Repeat the whole of the data, keeping every detail the same.

*** Opening Task material ***

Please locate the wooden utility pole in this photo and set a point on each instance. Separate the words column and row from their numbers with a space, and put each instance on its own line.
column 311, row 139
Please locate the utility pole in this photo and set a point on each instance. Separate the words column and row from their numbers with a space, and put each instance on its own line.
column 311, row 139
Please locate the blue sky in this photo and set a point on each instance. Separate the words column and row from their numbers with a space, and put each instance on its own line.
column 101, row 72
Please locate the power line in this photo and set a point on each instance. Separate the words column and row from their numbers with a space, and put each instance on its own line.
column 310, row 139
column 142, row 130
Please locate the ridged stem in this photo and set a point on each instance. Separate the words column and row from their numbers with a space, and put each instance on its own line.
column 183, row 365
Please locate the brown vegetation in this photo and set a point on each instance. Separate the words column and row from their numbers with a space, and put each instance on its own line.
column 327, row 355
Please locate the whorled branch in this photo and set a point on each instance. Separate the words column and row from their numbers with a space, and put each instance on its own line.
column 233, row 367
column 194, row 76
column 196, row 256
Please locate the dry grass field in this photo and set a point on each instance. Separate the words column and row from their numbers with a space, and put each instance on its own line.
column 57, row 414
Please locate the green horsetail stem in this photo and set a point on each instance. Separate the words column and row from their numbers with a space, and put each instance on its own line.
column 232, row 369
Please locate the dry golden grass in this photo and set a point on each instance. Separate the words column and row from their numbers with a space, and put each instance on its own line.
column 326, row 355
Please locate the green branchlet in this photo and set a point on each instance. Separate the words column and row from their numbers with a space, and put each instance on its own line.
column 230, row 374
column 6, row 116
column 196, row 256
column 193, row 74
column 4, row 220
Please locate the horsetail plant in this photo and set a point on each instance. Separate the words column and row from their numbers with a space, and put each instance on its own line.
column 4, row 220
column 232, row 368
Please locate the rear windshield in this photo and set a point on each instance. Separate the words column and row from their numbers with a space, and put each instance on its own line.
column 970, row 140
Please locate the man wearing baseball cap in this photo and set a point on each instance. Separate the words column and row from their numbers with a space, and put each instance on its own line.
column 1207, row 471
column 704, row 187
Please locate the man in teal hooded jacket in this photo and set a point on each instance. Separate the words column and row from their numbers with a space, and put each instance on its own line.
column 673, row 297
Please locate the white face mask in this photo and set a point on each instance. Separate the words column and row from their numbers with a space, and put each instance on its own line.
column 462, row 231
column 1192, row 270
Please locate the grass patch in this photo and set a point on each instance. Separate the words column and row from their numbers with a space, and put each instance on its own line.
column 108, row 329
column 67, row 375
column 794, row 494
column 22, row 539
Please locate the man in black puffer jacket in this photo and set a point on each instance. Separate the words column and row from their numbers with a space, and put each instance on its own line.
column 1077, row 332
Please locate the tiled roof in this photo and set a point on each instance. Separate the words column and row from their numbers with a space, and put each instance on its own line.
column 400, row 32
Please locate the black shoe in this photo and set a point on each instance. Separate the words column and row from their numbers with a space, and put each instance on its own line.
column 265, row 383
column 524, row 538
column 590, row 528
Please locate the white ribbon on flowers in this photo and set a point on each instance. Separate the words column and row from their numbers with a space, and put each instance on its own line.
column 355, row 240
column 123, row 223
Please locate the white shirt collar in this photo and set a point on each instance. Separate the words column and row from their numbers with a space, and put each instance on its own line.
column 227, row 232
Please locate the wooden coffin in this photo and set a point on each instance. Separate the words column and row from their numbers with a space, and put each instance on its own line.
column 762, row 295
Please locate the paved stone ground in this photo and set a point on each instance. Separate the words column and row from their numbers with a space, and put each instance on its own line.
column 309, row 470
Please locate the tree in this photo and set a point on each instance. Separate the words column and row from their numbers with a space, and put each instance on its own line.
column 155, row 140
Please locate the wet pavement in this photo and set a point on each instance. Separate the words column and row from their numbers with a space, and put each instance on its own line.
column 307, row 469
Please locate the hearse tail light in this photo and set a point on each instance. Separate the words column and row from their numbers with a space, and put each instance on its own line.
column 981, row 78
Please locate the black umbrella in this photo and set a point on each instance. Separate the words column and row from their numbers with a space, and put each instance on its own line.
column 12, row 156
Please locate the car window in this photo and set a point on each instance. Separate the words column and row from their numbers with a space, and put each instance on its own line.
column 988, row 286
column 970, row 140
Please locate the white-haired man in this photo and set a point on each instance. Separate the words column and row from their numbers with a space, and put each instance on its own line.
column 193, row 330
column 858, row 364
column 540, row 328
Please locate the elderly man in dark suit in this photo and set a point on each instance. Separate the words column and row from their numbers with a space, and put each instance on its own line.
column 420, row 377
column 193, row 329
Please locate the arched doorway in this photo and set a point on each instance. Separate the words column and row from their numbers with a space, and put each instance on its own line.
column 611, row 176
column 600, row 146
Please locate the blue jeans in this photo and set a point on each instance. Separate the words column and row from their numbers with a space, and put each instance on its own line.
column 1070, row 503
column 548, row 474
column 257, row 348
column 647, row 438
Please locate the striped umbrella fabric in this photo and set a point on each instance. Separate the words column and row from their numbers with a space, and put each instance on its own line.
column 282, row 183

*** Closing Task material ***

Result for this exercise:
Please locate the wooden utility pole in this photo and set a point on each instance. Separate the words column and row from their numbers with a space, and put each instance on its own line.
column 311, row 139
Please locate the utility pole in this photo and set a point on each instance. Separate the words column and row from their numbers with a space, and put each instance on its own line.
column 311, row 139
Please locate the blue sky in this photo and set a point on each instance. Separate the words column and row from their numbers with a space, and put each instance on its own line.
column 101, row 72
Please locate the power line in this photo and set a point on each instance. Separate the words column and row from their numbers with a space, and put each instance on its own line.
column 310, row 139
column 142, row 130
Please locate the ridged stem in this photo and set a point on each instance. Separate the words column and row from their numbers with a space, and put each instance on its own line.
column 183, row 365
Please locate the brown vegetation in this photo and set a point on each instance. Separate the words column and row from their numbers with a space, and put each instance on its own line.
column 327, row 355
Please locate the whorled branch in this photo and set a point on each instance. Separate the words column and row from their numbers with a space, and put each instance on its own line.
column 233, row 367
column 194, row 76
column 196, row 256
Please locate the dry grass field in this photo and set a point on each instance. Separate the words column and row from their numbers with a space, and put each instance on its own line.
column 57, row 414
Please locate the green horsetail stem in this photo and set a point on each instance. Separate the words column and row from their numbers with a space, and put each instance on its own line.
column 232, row 369
Please locate the dry golden grass in this photo and set a point on each instance. Separate the words column and row from their numbers with a space, and put each instance on its own line.
column 326, row 355
Please locate the green branchlet in this photo and set a point on each instance. Separate the words column and row from their numbers with a space, and put each instance on its own line.
column 230, row 374
column 6, row 116
column 196, row 256
column 193, row 74
column 4, row 220
Please locate the horsetail plant in this photo and set a point on each instance. Separate the words column and row from their numbers with a space, and put each instance on its own line.
column 4, row 220
column 232, row 368
Please locate the rear windshield in this photo and set a point on each instance. Separate the words column and row from their numbers with a space, and put each instance on its own line.
column 970, row 140
Please locate the man wearing baseball cap in this photo and set a point on each instance. Separate the words column and row from their numbers with a space, and put each instance on its own line.
column 1207, row 471
column 704, row 187
Please locate the man in teal hooded jacket in this photo and set a point on each instance. Separate the words column and row from their numbers with a space, and put each instance on its own line.
column 673, row 297
Please locate the white face mask in this photo and set a point on each instance. Separate the words column and row from their numbers with a space, and put each instance on its own line.
column 462, row 231
column 1192, row 270
Please locate the grass patch in this photo and set a point on each instance. Separate the words column and row from their numbers with a space, and put each instance on its own line.
column 108, row 329
column 67, row 375
column 794, row 494
column 22, row 539
Please locate the man in black puffer jacket in this photo and set a point on each instance. Separate the words column and row from their numbers with a space, and put each instance on its own line.
column 1077, row 332
Please locate the tiled roof in this photo and set a point on each instance. Separate the words column and row from their numbers with a space, and put each instance on its own line.
column 400, row 32
Please locate the black shoe in this photo and set a point on each instance. Separate the words column and row from their numbers with a space, and put each instance on its own line.
column 265, row 383
column 524, row 538
column 590, row 528
Please locate the white ribbon on flowers in this photo and set a point on each instance. Separate the words column and row from their numbers with a space, and put each instance on its own line.
column 355, row 240
column 123, row 223
Please locate the white shirt collar in this photo and set a point on each instance. Separate the words column and row from their numbers with a space, and put each instance on its own line.
column 227, row 232
Please locate the wooden coffin in this photo and set a point on each instance. Separate the words column and row from their numbers with a space, and put each instance on its own line.
column 762, row 295
Please locate the paved stone ground in this photo and set a point on each instance. Separate the words column and row from their numbers with a space, and put each instance on its own line.
column 309, row 470
Please locate the tree in this photo and set a point on each instance. Separate the words column and row from their numbers with a space, and put each instance on its own line.
column 155, row 140
Please locate the wet pavement in this photo and set a point on each instance. Separate the words column and row from their numbers with a space, and put each instance on its own line.
column 307, row 469
Please locate the hearse tail light in this photo and set a point on each instance. Separate the words column and row from their numbers with a space, and put each instance on its own line.
column 981, row 78
Please locate the black umbrella in this photo and set a point on each instance. Separate the words column and row from their numbers with a space, and put each instance on its own line.
column 12, row 156
Please locate the car window in this photo and set a point on each instance. Separate the words column and row from their numbers with a space, and put each instance on its own line.
column 988, row 286
column 970, row 140
Please locate the white-haired man in this photo and set a point on each instance. Separate the words column and row from their numbers with a space, and put each instance on its own line.
column 193, row 330
column 858, row 364
column 540, row 328
Please locate the elderly man in dark suit in this photo and set a point on each instance. Separate the words column and row from their numbers with a space, and put each instance on its own line.
column 420, row 377
column 193, row 329
Please locate the arched doorway in this photo and set a point on each instance. Separate the words column and row from their numbers with a space, and put each instance on its own line.
column 611, row 176
column 600, row 146
Please locate the blue jeans in this photo and set a point on each instance. Separate the words column and row from their numbers with a space, and put each instance on its own line.
column 1070, row 503
column 548, row 474
column 257, row 348
column 647, row 438
Please locate the striped umbrella fabric in this photo and set a point on each instance. Separate the words column and row from their numbers with a space, and put each instance on its own line.
column 282, row 183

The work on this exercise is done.